**The exercise:** Tally the lines in the items below that contain the word "Could", counting only matches with the same capitalization. Reply with the number alone.

[Data taken from a collection]
* * * *
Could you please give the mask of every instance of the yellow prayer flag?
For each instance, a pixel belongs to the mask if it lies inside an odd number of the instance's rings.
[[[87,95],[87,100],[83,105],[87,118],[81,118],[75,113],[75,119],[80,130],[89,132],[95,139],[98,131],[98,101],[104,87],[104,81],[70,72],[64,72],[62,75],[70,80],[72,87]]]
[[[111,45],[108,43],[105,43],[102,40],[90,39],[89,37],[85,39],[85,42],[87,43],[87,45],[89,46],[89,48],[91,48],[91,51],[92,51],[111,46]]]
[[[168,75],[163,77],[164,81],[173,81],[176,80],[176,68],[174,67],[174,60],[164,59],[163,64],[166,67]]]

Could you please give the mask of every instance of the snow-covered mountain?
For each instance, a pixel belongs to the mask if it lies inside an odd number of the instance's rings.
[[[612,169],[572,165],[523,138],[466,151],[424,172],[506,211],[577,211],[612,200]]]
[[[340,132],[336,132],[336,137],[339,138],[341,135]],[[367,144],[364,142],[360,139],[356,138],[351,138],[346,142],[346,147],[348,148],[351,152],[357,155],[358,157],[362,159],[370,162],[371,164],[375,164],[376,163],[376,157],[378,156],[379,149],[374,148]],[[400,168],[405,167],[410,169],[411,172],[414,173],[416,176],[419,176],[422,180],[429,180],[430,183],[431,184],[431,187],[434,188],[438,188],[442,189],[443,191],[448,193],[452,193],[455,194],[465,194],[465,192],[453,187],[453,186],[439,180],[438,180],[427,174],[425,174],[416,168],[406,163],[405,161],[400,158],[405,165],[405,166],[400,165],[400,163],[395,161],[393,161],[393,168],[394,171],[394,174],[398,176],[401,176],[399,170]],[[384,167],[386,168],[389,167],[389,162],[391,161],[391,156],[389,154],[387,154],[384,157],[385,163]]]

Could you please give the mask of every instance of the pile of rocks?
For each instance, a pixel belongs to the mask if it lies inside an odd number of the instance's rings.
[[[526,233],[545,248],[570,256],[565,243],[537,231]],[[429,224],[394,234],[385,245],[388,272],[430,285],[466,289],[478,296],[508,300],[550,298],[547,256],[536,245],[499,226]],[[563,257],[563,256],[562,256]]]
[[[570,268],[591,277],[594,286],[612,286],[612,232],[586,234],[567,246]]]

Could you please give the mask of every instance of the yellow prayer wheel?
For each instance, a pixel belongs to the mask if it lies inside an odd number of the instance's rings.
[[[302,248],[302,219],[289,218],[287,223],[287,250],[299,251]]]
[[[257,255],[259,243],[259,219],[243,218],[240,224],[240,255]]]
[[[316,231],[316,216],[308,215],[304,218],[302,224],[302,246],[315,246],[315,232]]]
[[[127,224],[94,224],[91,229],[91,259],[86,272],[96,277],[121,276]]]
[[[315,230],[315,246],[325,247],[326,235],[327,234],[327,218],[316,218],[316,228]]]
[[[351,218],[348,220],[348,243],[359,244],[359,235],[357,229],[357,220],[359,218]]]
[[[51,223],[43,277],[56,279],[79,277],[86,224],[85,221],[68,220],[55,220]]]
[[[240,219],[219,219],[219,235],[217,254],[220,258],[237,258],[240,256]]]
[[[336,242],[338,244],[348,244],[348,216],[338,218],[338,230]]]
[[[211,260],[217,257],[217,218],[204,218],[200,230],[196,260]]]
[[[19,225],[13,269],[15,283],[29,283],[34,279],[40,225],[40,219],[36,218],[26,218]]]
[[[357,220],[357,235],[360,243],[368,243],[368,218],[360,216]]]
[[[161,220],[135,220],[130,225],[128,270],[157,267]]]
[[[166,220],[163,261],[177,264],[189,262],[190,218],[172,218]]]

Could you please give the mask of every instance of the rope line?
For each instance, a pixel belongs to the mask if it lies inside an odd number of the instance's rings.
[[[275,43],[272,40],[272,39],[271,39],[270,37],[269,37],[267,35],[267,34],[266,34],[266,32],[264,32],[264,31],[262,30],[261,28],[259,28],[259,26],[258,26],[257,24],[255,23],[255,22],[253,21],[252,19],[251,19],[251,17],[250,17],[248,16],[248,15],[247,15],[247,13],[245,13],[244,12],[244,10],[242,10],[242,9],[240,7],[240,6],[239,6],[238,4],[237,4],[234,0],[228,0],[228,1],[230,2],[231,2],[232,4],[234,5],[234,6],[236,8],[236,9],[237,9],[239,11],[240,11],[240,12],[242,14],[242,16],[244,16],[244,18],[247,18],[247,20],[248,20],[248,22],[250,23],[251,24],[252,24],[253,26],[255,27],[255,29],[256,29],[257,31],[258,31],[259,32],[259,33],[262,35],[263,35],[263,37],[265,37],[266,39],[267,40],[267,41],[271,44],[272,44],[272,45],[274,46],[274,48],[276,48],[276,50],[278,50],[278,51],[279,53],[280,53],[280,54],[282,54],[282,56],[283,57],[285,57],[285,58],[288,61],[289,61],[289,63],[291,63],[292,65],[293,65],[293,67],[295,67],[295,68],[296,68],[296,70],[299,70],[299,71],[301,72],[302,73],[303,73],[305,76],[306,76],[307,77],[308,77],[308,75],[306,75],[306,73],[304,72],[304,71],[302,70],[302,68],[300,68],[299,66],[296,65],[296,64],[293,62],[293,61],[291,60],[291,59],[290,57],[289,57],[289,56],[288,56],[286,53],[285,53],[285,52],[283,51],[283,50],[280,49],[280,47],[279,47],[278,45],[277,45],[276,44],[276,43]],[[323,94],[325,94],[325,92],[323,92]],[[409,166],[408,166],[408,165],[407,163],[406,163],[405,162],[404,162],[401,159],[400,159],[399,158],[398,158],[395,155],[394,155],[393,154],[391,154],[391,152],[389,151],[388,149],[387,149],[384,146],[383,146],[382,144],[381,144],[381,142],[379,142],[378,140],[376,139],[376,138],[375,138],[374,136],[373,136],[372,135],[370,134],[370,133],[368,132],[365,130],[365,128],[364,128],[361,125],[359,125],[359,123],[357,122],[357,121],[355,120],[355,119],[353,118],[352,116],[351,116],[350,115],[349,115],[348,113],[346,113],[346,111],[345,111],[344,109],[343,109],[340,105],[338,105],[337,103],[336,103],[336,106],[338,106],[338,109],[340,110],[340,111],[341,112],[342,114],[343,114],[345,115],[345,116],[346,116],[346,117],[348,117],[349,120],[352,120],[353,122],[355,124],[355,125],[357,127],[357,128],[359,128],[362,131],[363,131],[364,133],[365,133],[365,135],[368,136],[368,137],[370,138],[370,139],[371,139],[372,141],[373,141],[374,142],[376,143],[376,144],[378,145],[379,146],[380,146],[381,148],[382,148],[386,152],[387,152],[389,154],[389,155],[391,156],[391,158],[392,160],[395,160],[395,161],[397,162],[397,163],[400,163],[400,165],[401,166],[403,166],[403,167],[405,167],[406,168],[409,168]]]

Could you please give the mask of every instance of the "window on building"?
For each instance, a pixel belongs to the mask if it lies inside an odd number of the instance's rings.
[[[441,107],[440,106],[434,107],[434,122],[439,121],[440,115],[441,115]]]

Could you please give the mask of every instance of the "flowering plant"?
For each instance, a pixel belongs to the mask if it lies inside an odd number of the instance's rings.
* * * *
**Right answer:** 7